What is needed
Return every line of the listing, exactly as it reads.

Input material
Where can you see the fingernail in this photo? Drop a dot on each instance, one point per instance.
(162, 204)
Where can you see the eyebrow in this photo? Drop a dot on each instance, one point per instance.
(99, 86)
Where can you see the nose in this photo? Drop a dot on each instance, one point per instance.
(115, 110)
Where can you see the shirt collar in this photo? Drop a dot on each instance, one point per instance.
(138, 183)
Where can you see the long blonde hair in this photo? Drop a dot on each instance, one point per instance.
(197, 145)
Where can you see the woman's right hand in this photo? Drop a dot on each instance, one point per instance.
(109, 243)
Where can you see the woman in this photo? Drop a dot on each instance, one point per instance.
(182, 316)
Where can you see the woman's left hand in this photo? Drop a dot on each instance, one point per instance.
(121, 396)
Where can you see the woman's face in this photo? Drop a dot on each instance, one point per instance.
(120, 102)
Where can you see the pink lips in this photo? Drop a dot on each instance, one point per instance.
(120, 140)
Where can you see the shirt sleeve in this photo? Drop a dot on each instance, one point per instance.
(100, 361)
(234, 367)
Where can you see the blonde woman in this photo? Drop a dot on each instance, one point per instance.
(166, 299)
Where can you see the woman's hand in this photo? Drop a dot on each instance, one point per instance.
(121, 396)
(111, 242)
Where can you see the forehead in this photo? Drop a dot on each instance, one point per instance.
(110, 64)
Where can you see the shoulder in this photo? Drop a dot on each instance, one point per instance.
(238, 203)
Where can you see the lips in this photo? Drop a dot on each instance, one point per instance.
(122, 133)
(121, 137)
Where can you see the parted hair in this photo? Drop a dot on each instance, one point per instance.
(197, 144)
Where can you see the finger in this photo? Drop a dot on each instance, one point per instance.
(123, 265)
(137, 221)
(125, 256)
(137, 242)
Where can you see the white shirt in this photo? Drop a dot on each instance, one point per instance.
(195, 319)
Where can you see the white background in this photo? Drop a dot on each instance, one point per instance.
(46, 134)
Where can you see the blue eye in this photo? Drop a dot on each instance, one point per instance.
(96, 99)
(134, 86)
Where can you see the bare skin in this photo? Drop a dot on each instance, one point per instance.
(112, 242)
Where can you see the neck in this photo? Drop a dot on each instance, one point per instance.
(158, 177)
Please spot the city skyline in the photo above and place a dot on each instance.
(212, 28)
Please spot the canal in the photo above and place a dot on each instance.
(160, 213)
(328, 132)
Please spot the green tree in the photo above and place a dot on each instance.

Task output
Where can you see the fingernail in this photo? Drop a dot on each instance, one point per instance.
(162, 204)
Where can you see the eyebrow in this photo? Drop a dot on each instance, one point per instance.
(99, 86)
Where can you see the nose in this photo? Drop a dot on each instance, one point per instance.
(115, 110)
Where can you see the shirt collar in this photo? Drop a dot on each instance, one point per instance.
(138, 183)
Where can you see the long blonde hair in this photo? Drop a dot on each instance, one point per instance.
(197, 145)
Where can you see the woman's right hand in this photo? Drop a dot on each instance, one point per instance.
(109, 243)
Where can you see the woman in this photo? Drop a dot on each instance, one point per instance.
(182, 316)
Where can you see the woman's left hand in this photo? Drop a dot on each instance, one point per instance.
(121, 396)
Where can you see the woman's face in this photo? Drop a dot on each instance, one point per instance.
(120, 102)
Where can you see the pink lips in this photo? Drop a dot on each instance, one point per instance.
(120, 140)
Where can you see the shirt sleeve in this photo? Drop a dot on each instance, one point per instance.
(100, 361)
(234, 367)
Where can you see the blonde woman in this photo? Drop a dot on each instance, one point per instance.
(166, 299)
Where can you see the woman's hand in this photo? Drop a dot on each instance, one point per instance.
(121, 396)
(111, 242)
Where can you see the forehead in this photo? Drop a dot on each instance, one point per instance.
(110, 64)
Where can you see the shoulder in this photo? Drop a dot on each instance, one point per instance.
(238, 203)
Where can you see the lips in this photo? Drop a dot on each instance, one point per instance.
(122, 133)
(121, 137)
Where can you see the parted hair in this photo? Drop a dot on each instance, one point per instance.
(197, 144)
Where can you see the finger in this photo? Drop a dot on each instance, one point per instance.
(123, 265)
(137, 221)
(125, 256)
(137, 242)
Where can you see the white shirt in this photo? Drop a dot on each instance, one point per instance.
(195, 319)
Where can you see the white background in this photo? Drop a dot on each instance, one point per instance.
(46, 134)
Where can you see the blue eye in this photo? Drop a dot on each instance, one point per instance.
(96, 99)
(134, 86)
Where can you see the bare skin in this photo? Drop a dot on each instance, one point per instance.
(112, 242)
Where can you see the neck in this photo? Drop a dot on each instance, one point per instance.
(158, 177)
Please spot the city skyline in the photo above and place a dot on each instance.
(212, 28)
Please spot the canal in the photo above and place a dot on each instance.
(160, 213)
(328, 132)
Please spot the green tree in the photo above and place a dot on each instance.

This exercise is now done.